Instruction 1 – Please report every line of the records below that contains the word "shadow", copying each such line in full.

Extract to read –
In 1971, Betty Crocker published its first Recipe Card Library. A complete set, which could be collected piecemeal via coupons or purchased outright, consisted of 648 cards and came filed away in a mustard-yellow box.

Today, these iconic cards—photo on one side, recipe on the other—appeal as much to our sense of humor as to our taste buds. Betty Crocker’s recipes date from a time of outlandish culinary innovation: Artificial colors were in, conventional divisions between sweet and savory were most definitely not. If a food item could be suspended in gelatin, frozen, molded or creamed it was, and flamboyantly so.

But in the 1970s, Betty Crocker’s Recipe Card Library was a kitchen countertop icon that reflected radical changes in American society. Women were entering the workforce in unprecedented numbers, and domesticity had fallen out of fashion. For cooking to be considered a worthwhile pursuit, it had to be deemed cutting-edge. Processed foods and quick cooking styles such as microwaving were thought of as sophisticated. Perhaps most importantly, the modern woman was a hostess, not a homemaker: The Recipe Card Library placed a disproportionate emphasis on cooking for guests.

Recipe cards were not unique to Betty Crocker. The concept had sprung up alongside women’s magazines, which would offer mail-out recipe cards to subscribers to promote consumer loyalty. They grew in ubiquity from the 1930s onward, in line with the exponential popularity of women’s titles.

Betty Crocker came to the recipe card trend from the position of canny advertiser. To the surprise of many, the eponymous Betty was never a real person, but rather a friendly face created in the 1920s to front a flour brand. Being imaginary meant that she was uniquely malleable. 1920s Betty was a bouffant housewife who taught women how to bake cakes; 1970s Betty was a socialite and self-professed feminist with an effortless knack for entertaining.

The recipe card format was a smart way of transitioning the Betty Crocker brand toward its modern identity. The cards were aspirational—an affordable sliver of the lifestyle sold by glossy magazines. But they were also evocative of tradition—a descendant of the handwritten recipe cards that had been lovingly passed down within families for centuries.

By the mid-1980s, cookbooks had become easier to mass-produce. Recipe cards faded in popularity and lost their purpose entirely with the advent of the internet. But, almost a half-century on from the publication of Betty Crocker’s Recipe Card Library, they are now getting their due as objects of unique futuristic beauty.

In 2015, the surrealist artist Maurizio Cattelan and his frequent collaborator, Pierpaolo Ferrari, styled Betty Crocker recipes for an extravagant front-page photo shoot in The New York Times Magazine. It was a madcap celebration of party food: In one image, a woman with shrimp for fingers serves up a radioactive pink terrine; in another, a man stirs his coffee with a hot dog—a wry reference to the 1970s enthusiasm for incorporating hot dogs into pretty much every dish.

A data block –
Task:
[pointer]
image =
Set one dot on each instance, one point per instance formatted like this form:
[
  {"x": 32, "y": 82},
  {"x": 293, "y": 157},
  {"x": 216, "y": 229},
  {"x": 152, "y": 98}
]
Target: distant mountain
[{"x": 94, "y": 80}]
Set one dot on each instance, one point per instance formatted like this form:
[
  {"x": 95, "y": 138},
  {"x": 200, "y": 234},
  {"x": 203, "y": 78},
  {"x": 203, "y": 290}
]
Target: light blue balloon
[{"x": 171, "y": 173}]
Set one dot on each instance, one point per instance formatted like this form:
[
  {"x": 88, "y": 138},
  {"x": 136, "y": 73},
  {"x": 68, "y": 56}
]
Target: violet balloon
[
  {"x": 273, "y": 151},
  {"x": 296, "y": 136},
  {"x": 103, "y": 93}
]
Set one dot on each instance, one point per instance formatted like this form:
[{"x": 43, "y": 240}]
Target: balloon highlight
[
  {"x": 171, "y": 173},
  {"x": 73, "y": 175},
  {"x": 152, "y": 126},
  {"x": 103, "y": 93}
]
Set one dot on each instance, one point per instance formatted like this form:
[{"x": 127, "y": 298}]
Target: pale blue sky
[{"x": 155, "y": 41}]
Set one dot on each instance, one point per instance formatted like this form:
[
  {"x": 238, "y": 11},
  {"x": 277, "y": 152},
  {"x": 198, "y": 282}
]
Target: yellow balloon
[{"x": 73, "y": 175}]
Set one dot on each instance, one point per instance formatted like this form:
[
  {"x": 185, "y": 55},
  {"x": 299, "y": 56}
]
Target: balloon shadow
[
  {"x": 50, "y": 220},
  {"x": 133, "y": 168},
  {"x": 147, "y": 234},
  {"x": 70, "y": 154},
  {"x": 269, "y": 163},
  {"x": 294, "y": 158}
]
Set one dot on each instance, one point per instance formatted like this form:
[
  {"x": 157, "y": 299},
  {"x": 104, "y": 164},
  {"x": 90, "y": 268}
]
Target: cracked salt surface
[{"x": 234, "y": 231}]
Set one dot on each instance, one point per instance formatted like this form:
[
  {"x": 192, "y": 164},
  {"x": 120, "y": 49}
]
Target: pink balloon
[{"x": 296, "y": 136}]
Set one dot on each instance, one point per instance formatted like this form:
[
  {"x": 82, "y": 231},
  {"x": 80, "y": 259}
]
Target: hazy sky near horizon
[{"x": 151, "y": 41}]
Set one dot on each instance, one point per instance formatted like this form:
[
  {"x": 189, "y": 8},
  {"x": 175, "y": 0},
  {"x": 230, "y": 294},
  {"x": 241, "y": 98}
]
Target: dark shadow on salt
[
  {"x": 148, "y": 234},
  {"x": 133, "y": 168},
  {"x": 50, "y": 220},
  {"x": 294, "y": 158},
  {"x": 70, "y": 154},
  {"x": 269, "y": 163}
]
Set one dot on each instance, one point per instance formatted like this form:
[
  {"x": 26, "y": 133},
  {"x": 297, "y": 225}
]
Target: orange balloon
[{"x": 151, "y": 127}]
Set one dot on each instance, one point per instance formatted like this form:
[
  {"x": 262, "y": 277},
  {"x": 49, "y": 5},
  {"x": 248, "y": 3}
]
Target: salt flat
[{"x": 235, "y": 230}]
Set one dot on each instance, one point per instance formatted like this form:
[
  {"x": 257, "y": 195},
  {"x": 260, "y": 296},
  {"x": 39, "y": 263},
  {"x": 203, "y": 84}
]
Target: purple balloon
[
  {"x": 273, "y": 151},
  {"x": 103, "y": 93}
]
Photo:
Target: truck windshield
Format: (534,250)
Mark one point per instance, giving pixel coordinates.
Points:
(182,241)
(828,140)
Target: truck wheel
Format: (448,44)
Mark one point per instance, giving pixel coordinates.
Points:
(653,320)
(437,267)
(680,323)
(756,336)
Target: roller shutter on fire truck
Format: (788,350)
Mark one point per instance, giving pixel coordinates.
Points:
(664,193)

Instruction 2 – According to the article on Betty Crocker's recipe cards above, how many cards made up a complete set of the 1971 Recipe Card Library?

Task output 1 –
Target: balloon shadow
Target: dark shadow on salt

Task output 2 – 648 cards.